EXTRACTED ENTRIES
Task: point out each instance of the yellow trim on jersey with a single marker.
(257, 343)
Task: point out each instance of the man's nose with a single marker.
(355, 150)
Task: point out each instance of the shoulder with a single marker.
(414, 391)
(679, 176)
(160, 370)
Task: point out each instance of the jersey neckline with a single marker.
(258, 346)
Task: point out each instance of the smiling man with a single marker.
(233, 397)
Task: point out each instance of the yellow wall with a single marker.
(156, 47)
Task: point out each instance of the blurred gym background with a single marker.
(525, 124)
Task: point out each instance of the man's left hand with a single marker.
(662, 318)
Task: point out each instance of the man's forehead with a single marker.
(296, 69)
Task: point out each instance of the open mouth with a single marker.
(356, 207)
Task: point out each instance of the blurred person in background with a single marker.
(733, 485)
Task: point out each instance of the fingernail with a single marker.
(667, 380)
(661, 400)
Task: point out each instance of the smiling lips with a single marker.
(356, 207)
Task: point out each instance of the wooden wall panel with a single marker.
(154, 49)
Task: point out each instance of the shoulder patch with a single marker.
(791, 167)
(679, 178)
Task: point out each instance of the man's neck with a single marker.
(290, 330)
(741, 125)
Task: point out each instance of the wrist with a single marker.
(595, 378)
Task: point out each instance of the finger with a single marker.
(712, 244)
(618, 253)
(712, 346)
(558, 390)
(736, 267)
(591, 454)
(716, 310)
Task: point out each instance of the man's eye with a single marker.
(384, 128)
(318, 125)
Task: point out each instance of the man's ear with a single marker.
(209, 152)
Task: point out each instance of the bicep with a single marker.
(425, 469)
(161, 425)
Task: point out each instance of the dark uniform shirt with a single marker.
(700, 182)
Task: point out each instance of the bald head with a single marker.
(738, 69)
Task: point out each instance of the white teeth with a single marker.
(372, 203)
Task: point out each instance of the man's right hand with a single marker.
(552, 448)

WHAT IS NEEDED
Rewrite the listing above, swapping every "single marker" for "single dot" and keeping everything else unchanged.

TASK RESPONSE
Task: point out each instance of the yellow trim on jersey with a single dot.
(257, 343)
Task: point out each instance of the man's nose with a single dot.
(355, 150)
Task: point out each instance of the shoulder with a single dot.
(414, 391)
(679, 176)
(160, 370)
Task: point out each instance of the jersey neckline with a single dot.
(258, 346)
Task: point out each instance of the smiling man with a single dot.
(233, 397)
Task: point out each instance of the yellow wall with a single dot.
(156, 47)
Task: point out each instance of the blurred gym background with a single dot.
(525, 124)
Task: point out each instance of the man's left hand with a single dot.
(662, 318)
Task: point out each instance of the man's forehead with a single dot.
(296, 69)
Task: point out each instance of the open mouth with a single dot.
(356, 207)
Task: point out each instance of the blurred person in background with a single dot.
(733, 485)
Task: point out each instance of the fingernail with a single dot.
(667, 380)
(661, 400)
Task: point out each instance of the smiling lips with a single dot.
(356, 207)
Task: point out each instance of the wooden wall panel with a single dot.
(154, 49)
Task: point out each instance of the shoulder patch with a single dot.
(791, 167)
(679, 178)
Task: point out each instance of the man's neck with a single dot.
(290, 330)
(741, 125)
Task: point out each instance of the wrist with a single dot.
(595, 378)
Task: point out each instance of the finger with a single dot.
(712, 244)
(618, 253)
(712, 346)
(558, 390)
(736, 267)
(591, 454)
(716, 310)
Task: point out each instance of the man's eye with a single dot.
(384, 128)
(318, 125)
Task: point out each instance of the man's ear with a single dot.
(209, 152)
Task: point out each instance of the bicep with a single dot.
(425, 469)
(161, 425)
Task: point out each instance of the dark uniform shirt with a single dot.
(700, 182)
Task: point out each instance of the bald head with a single dot.
(738, 69)
Task: point out each instance of the white teeth with a single dot.
(372, 203)
Task: point out each instance of the man's right hand with a single dot.
(552, 448)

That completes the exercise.